- [Problem]:
The output is the lines below from the one with "Where can the gray" through the one with "Target: red brick wall", both included, printed exactly and with no other line.

(Referring expression pointing data)
== Segment start ==

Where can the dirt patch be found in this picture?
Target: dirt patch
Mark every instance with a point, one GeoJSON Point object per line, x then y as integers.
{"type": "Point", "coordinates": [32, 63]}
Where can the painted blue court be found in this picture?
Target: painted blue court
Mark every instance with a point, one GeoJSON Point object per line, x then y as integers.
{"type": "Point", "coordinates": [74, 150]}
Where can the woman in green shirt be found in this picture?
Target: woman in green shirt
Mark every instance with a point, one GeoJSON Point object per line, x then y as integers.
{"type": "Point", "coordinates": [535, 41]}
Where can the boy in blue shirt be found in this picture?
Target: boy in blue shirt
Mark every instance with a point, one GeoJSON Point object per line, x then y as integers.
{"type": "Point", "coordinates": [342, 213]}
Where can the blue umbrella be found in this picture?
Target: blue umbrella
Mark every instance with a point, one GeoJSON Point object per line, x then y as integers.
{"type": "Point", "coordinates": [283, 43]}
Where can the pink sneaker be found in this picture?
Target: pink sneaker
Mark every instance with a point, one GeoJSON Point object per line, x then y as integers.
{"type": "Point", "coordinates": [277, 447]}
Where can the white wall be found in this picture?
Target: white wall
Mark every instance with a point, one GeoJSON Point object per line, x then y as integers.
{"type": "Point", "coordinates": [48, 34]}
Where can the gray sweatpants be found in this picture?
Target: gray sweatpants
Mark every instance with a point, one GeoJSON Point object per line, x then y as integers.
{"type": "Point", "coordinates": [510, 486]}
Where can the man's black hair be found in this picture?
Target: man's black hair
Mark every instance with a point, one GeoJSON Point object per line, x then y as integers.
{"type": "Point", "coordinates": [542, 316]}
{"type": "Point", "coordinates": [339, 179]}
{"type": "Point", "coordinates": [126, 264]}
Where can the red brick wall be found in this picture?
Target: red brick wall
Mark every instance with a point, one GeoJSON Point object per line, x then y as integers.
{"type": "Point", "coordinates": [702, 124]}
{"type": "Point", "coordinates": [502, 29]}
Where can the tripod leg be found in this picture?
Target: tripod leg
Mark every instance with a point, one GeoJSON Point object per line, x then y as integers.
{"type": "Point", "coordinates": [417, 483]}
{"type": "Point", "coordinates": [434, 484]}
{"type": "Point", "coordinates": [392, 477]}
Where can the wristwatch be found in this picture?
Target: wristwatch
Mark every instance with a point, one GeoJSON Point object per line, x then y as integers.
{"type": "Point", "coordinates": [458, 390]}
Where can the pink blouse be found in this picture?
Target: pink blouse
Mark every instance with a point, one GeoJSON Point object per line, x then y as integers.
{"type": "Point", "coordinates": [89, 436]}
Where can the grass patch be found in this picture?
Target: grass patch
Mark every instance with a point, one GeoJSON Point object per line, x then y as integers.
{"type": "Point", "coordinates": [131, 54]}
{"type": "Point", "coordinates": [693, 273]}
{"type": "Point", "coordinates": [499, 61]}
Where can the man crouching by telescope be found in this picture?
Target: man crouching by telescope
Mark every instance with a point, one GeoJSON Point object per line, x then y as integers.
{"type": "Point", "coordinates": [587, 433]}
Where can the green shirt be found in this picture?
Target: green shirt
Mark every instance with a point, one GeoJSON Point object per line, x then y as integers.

== Segment end ==

- [Your response]:
Where can the gray sweatpants be found in this picture?
Target: gray sweatpants
Mark every instance with a point, one GeoJSON Point object per line, x then y as integers.
{"type": "Point", "coordinates": [510, 486]}
Where can the man's black hair be found in this picture?
Target: man's black hair
Mark every instance with a point, one GeoJSON Point object per line, x then y as integers.
{"type": "Point", "coordinates": [542, 316]}
{"type": "Point", "coordinates": [339, 179]}
{"type": "Point", "coordinates": [126, 264]}
Where can the red brick wall be found in this picture?
Target: red brick wall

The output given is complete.